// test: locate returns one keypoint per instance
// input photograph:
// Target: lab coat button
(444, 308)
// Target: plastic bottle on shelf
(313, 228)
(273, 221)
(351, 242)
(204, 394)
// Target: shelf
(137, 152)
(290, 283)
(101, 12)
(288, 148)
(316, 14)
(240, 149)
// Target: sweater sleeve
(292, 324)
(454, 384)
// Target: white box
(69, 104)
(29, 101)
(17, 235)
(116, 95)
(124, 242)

## Problem details
Rewrite all the records above, changing every "Target" to "Object" and keeping everything else the same.

## Answer for this exercise
// test: locate returns one keypoint per instance
// input photograph:
// Object: lab coat button
(444, 308)
// Object: plastic bottle on shelf
(313, 228)
(273, 221)
(351, 242)
(204, 394)
// Object: shelf
(137, 152)
(290, 283)
(101, 12)
(288, 148)
(316, 14)
(240, 149)
// Object: sweater sleeve
(292, 324)
(454, 384)
// Object: white box
(69, 104)
(29, 101)
(17, 235)
(116, 95)
(124, 242)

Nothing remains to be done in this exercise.